> [Provided text]
Colonel Peter Lewin, MD, FI' 79
Explorer, paediatrician, medical archaeologist, soldier, humanitarian and dear friend
Link to Curriculum Vitae

It is with a heavy heart that I announce the death of Colonel Peter Lewin, MD, FI' 79. Peter died of cancer on June 7, 2005 in Toronto and was buried at Toronto's Mount Pleasant Cemetery on June 10th.

A Memorial Service was held for Peter on June 17th at Massey College, University of Toronto which was attended by a huge adoring crowd from the Canadian Forces Medical Services Branch, the University of Toronto and the Hospital for Sick Children all of whom came to pay their final respects to this outstanding man who contributed so much to Canada, field sciences, medicine and exploration. On behalf of The Explorers Club William Jamieson, Duane Robertson and I attended.

Peter and I first met in 1988 when we were both stationed in Toronto at Land Forces Central Area HQ as Reservists. Peter at the time was the Senior Medical Officer for the Army in Ontario. While I always liked his sense of humour it wasn't until we had a chance meeting at the former Canadian Forces base in Lahr, Germany that we became close friends. I had just returned from a peacekeeping assignment in Cyprus and Peter had just completed a NATO medical officer's conference in Heidelberg when we ran into each other in the Lahr Officer's Mess. Earlier in his career Peter had been stationed in Germany with the Canadian Forces so he knew the area well and he took me on a tour of the nearby Black Forest region.

When my son Jonathan was born I made sure that Peter became his paediatrician. Peter worked at the Hospital for Sick Children in Toronto. It was Peter who introduced Jonathan to both Canadian Aboriginal Art and to Egyptology. Peter was the first person to introduce Canadian Aboriginal art to Germany. Having grown-up in Egypt during the Second World War Peter developed a fascination in Egyptology and he developed the concept of performing autopsies on Egyptian mummies to see the types of diseases which were common in ancient Egypt. Peter's picture hangs on the wall of the Egyptology Department of the Royal Ontario Museum. When Jonathan was younger he got a big kick out of seeing his doctor's picture on the ROM's wall.

It was Peter who sponsored me into The Explorers Club and who introduced me to Bill Jamieson. The three of us would later decide to revamp the Canadian Chapter and from January 8, 2003 until January 1, 2005 that is what the three of us did.

Six weeks ago Peter called me and told me that he had completed all of the required work on his end to bring about an affiliation between The Explorers Club and the Royal Canadian Military Institute. During the conversation he told me that he was an inpatient at Princess Margaret Hospital, Toronto's cancer care facility. His voice sounded very week, and it broke my heart, but as was the norm with Peter he told me not to worry.

> [Instructions]
**a.** Please extract the stretch of the tribute to Peter Lewin from "When my son" through "the ROM's wall.".
**b.** According to the tribute to Peter Lewin, where was he buried?

> [Referring-expression pointing data]
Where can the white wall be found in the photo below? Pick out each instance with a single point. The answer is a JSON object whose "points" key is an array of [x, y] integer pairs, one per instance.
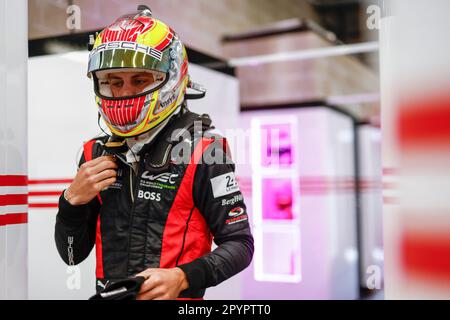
{"points": [[13, 146]]}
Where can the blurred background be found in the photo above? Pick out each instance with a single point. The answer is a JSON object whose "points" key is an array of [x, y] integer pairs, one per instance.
{"points": [[327, 202]]}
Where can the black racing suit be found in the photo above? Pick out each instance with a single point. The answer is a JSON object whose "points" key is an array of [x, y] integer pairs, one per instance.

> [Answers for each item]
**a.**
When my son Jonathan was born I made sure that Peter became his paediatrician. Peter worked at the Hospital for Sick Children in Toronto. It was Peter who introduced Jonathan to both Canadian Aboriginal Art and to Egyptology. Peter was the first person to introduce Canadian Aboriginal art to Germany. Having grown-up in Egypt during the Second World War Peter developed a fascination in Egyptology and he developed the concept of performing autopsies on Egyptian mummies to see the types of diseases which were common in ancient Egypt. Peter's picture hangs on the wall of the Egyptology Department of the Royal Ontario Museum. When Jonathan was younger he got a big kick out of seeing his doctor's picture on the ROM's wall.

**b.** Toronto's Mount Pleasant Cemetery